* [Data]
* * *

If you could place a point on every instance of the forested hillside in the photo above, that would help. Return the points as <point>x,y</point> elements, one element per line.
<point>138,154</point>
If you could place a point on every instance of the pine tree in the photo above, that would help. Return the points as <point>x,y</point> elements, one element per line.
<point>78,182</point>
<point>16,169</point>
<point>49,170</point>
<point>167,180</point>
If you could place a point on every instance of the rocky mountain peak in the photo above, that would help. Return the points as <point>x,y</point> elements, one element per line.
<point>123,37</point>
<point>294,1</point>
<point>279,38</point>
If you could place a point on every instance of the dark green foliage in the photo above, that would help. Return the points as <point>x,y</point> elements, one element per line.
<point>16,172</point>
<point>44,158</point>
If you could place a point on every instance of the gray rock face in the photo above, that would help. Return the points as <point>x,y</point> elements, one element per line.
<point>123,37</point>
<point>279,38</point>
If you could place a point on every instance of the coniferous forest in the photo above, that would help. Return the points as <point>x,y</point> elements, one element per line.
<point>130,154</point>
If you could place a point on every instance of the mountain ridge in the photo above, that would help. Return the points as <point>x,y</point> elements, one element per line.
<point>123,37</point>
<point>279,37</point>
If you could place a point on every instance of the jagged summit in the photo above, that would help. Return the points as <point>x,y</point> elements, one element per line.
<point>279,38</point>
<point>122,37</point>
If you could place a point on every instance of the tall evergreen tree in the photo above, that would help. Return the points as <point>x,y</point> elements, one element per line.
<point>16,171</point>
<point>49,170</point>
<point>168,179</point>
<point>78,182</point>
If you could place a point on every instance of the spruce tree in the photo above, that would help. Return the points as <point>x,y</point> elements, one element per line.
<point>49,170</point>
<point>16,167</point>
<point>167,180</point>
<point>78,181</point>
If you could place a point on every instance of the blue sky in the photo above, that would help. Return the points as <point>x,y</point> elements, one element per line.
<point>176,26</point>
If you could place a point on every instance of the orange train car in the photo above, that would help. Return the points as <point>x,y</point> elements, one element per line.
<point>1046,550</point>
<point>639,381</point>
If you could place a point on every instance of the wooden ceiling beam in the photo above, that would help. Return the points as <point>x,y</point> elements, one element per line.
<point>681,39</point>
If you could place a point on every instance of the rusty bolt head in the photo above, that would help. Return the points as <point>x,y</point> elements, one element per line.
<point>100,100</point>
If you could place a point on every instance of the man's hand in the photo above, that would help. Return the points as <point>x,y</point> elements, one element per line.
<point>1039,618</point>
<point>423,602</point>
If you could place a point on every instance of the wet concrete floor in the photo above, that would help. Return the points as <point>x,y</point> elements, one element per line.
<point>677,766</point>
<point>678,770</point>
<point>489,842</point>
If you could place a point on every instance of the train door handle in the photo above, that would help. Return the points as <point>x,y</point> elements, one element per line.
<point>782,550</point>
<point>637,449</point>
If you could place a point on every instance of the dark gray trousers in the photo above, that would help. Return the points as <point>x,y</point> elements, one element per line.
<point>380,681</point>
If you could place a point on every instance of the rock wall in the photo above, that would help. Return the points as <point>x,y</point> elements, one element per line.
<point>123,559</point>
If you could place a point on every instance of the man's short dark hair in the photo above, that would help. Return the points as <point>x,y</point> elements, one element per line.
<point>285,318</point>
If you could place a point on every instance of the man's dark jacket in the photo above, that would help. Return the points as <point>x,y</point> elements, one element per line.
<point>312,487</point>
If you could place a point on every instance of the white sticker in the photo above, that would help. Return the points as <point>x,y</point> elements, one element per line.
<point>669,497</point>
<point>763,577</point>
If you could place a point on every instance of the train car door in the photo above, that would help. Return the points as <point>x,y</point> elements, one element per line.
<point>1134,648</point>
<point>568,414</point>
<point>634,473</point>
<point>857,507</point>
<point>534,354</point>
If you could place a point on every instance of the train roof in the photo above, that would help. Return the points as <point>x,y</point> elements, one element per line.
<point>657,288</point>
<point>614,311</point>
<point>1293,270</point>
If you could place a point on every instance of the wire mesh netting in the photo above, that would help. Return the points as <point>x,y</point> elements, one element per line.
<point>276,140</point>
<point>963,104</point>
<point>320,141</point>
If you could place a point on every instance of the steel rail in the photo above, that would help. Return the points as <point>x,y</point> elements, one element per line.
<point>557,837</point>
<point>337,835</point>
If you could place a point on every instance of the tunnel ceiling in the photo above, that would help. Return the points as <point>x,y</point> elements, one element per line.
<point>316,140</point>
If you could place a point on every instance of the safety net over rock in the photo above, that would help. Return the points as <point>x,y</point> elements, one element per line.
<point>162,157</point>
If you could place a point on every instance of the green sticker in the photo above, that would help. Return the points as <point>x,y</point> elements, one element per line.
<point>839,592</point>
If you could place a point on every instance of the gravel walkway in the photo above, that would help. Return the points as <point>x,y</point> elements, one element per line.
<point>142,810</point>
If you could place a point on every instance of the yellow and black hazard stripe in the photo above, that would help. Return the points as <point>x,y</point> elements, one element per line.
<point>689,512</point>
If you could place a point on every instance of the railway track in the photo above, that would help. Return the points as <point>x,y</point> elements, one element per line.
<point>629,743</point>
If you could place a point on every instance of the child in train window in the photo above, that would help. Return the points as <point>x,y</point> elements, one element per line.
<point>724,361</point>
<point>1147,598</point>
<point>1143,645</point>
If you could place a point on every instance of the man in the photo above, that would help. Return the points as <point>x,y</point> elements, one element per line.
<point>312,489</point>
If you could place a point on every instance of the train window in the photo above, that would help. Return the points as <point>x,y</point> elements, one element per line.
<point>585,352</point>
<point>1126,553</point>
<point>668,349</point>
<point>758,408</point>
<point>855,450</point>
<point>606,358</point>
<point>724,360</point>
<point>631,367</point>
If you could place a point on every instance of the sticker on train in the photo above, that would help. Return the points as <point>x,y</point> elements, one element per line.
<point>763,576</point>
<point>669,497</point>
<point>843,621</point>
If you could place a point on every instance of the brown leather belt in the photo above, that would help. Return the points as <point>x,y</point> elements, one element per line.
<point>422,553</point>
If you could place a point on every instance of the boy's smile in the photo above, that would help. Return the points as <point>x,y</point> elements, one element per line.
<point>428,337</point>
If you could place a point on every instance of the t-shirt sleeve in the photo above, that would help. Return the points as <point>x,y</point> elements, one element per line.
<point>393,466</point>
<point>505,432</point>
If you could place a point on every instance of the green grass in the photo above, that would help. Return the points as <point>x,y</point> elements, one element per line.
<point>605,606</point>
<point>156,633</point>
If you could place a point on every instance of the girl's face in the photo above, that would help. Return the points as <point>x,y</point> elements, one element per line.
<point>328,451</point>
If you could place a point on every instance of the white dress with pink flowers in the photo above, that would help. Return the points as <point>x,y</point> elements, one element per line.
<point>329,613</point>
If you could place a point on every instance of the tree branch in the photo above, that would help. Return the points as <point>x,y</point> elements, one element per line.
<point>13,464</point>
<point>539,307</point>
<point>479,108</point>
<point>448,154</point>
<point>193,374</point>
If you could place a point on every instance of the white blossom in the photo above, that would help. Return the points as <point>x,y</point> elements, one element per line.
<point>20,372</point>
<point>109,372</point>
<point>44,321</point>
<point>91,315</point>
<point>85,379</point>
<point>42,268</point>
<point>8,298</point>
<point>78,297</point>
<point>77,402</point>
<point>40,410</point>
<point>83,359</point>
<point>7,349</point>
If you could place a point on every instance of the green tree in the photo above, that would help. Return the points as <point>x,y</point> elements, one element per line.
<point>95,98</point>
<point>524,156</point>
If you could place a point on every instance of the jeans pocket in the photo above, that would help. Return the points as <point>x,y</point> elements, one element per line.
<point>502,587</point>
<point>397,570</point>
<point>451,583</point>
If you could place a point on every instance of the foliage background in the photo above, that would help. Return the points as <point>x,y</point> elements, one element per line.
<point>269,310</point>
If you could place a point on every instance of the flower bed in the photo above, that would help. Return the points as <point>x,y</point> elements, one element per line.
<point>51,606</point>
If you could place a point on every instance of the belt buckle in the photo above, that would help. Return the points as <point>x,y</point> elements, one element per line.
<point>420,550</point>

* * *

* [Exercise] Please return, unchanged, every line from the line with "of the t-shirt" to the line with "<point>329,613</point>", both included.

* [Response to the task]
If you could place a point on every instance of the t-shirt sleeve in the photo above, that would help. Return the points as <point>x,y</point> elements, one element per line.
<point>393,466</point>
<point>505,432</point>
If you could place a point on every instance of the green grass in the photo above, that would help. Return the points as <point>x,y</point> elements, one element per line.
<point>605,606</point>
<point>156,633</point>
If you could place a point on every instance of the girl's face in the photo above, that would help. Return the points as <point>x,y</point> elements, one element per line.
<point>328,451</point>
If you could place a point on every instance of the white dress with pink flowers in the photo above, that would help. Return the points as <point>x,y</point> elements, one element per line.
<point>329,613</point>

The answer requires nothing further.